EXERCISE: Find each line in the items below that contains the string "hair", and copy those lines out in full.
══ TASK DATA
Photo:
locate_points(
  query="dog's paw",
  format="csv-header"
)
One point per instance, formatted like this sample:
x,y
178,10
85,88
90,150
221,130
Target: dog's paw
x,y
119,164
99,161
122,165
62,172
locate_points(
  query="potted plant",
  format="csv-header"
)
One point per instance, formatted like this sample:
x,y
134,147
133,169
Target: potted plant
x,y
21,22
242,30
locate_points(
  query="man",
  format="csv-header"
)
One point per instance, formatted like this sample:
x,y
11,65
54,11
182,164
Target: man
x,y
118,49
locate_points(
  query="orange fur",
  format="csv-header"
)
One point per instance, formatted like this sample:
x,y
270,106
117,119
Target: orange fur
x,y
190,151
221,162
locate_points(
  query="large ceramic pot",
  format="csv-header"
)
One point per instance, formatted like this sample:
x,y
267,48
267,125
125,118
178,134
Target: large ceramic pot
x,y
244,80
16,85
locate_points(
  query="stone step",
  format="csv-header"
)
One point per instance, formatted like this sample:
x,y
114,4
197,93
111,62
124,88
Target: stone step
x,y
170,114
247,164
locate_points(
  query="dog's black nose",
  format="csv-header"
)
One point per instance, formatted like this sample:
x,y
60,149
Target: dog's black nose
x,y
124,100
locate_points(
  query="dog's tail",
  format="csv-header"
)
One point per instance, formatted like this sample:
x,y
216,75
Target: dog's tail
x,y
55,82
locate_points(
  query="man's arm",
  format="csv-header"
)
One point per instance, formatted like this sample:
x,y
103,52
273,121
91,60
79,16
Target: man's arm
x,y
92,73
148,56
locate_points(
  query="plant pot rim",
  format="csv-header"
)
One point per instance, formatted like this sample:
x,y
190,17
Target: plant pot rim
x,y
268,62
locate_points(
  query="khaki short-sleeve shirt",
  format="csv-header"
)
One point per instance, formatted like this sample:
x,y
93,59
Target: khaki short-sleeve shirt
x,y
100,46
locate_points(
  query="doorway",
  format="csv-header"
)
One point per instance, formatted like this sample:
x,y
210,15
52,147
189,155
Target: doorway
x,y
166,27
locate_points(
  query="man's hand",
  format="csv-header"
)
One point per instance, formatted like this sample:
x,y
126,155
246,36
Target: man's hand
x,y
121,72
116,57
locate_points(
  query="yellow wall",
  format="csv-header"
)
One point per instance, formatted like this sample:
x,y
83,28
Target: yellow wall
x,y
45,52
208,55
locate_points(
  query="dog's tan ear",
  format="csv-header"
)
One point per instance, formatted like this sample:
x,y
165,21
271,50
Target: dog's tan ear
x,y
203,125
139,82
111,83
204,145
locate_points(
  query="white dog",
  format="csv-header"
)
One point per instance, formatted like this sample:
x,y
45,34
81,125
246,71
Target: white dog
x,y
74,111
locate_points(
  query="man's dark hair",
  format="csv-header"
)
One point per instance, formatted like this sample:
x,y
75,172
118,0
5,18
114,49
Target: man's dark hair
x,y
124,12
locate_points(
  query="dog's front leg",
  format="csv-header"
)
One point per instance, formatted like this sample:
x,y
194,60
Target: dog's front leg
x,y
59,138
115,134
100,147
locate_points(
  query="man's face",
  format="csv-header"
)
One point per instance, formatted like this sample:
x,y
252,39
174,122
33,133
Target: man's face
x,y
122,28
════
EXERCISE SOLUTION:
  query="man's dark hair",
Target: man's dark hair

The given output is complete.